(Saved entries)
╭──

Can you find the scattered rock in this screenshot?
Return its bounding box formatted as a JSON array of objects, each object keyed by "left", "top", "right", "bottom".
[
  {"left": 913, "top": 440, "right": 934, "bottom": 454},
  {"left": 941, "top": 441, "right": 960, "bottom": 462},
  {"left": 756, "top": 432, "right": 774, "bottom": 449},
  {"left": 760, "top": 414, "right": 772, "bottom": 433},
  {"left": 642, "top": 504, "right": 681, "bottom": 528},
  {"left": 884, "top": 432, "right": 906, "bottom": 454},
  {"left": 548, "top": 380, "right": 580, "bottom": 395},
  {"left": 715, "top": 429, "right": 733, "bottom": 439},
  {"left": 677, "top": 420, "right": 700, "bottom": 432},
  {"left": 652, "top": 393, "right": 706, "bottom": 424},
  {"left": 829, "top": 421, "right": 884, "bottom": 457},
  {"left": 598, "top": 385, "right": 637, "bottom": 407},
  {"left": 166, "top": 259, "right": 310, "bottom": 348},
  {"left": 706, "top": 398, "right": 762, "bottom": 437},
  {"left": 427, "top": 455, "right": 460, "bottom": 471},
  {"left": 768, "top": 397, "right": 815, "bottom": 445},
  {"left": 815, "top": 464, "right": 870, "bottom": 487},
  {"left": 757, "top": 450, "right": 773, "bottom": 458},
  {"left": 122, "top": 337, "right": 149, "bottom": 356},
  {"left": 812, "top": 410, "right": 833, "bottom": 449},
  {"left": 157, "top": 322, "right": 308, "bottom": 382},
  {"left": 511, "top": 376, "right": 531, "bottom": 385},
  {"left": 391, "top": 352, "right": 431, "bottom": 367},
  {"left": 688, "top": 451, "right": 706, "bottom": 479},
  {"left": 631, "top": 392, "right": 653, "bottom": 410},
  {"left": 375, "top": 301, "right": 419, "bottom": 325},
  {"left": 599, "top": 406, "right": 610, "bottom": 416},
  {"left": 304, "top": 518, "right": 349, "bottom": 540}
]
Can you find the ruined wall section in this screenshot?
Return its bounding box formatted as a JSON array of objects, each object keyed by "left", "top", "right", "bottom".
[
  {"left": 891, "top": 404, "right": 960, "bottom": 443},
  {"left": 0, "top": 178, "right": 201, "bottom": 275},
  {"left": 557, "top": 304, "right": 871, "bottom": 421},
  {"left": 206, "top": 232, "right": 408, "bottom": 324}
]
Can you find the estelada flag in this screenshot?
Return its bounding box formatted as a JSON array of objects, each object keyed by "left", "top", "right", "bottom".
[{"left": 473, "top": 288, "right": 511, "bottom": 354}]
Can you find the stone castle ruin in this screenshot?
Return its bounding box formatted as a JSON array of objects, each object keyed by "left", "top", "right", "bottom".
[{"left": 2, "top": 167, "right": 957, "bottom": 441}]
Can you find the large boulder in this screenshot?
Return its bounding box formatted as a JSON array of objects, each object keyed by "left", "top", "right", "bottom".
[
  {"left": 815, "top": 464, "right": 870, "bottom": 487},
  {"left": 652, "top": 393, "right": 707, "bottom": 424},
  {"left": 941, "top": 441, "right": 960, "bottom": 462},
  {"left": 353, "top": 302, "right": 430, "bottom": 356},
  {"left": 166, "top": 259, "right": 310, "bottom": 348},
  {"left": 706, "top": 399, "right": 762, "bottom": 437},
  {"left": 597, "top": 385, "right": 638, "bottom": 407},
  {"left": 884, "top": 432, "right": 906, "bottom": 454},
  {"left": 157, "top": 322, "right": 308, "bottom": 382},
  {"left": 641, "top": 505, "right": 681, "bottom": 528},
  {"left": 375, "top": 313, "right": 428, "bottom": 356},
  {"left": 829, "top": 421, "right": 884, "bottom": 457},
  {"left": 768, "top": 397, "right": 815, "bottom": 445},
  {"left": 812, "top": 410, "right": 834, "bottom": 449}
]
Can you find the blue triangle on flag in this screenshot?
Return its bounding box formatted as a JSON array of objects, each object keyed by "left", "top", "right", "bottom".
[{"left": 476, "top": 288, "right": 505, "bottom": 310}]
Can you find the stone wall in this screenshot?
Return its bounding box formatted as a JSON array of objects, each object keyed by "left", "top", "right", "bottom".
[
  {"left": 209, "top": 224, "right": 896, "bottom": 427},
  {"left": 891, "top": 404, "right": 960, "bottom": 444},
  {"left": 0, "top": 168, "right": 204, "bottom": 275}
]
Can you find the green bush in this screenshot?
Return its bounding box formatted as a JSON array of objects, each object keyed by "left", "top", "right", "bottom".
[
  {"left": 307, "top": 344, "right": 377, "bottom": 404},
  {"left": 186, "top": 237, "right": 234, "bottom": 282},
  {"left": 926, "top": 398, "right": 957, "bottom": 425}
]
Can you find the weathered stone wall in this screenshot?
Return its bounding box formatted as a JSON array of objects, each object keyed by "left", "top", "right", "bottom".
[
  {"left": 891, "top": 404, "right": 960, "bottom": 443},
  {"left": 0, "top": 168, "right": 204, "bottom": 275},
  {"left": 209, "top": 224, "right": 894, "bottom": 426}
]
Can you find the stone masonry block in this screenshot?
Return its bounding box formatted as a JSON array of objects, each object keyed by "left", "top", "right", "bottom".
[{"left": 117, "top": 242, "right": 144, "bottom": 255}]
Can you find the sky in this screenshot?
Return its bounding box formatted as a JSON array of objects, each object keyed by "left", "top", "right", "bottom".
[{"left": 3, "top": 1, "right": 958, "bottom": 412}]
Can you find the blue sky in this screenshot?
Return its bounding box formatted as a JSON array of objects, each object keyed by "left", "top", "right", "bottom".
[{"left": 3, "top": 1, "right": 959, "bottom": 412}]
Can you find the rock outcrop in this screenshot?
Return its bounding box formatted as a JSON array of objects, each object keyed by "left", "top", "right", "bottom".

╰──

Your instructions - All that belongs in the answer is the run of lines above from the line containing "Can you find the blue triangle" through the line containing "Can you find the blue sky in this screenshot?", exactly as written.

Exercise answer -
Can you find the blue triangle on flag in this screenshot?
Return its bounding box formatted as a JSON array of objects, each object keyed by "left", "top", "right", "bottom".
[{"left": 476, "top": 288, "right": 505, "bottom": 310}]
Can you find the stone wall in this screenshot?
Return its bounding box formatted as a JSON array of objects, each object keyed by "left", "top", "right", "bottom".
[
  {"left": 209, "top": 224, "right": 896, "bottom": 427},
  {"left": 891, "top": 404, "right": 960, "bottom": 444},
  {"left": 0, "top": 168, "right": 204, "bottom": 275}
]
Can you find the green bush in this screenshot?
Return its bounding box formatted as a JSON array of objects, each object keyed by "left", "top", "right", "bottom".
[
  {"left": 307, "top": 344, "right": 377, "bottom": 404},
  {"left": 186, "top": 237, "right": 234, "bottom": 282},
  {"left": 926, "top": 398, "right": 957, "bottom": 425}
]
Can you find the weathered stone wall in this screenshot?
Return its bounding box formatted as a JSON array of objects, each object keyed by "left", "top", "right", "bottom".
[
  {"left": 891, "top": 404, "right": 960, "bottom": 443},
  {"left": 0, "top": 168, "right": 204, "bottom": 275},
  {"left": 209, "top": 224, "right": 894, "bottom": 426}
]
Can you find the stone masonry block in this screenshot?
Return its bounding box formatted as a JSON array of objects, each object keyed by "left", "top", "right", "bottom".
[{"left": 117, "top": 242, "right": 144, "bottom": 255}]
Can you find the sky in this screenshot?
Return its bounding box formatted as a JSON array of objects, each object keyed by "left", "top", "right", "bottom".
[{"left": 3, "top": 1, "right": 958, "bottom": 412}]
Can you find the blue sky in this screenshot?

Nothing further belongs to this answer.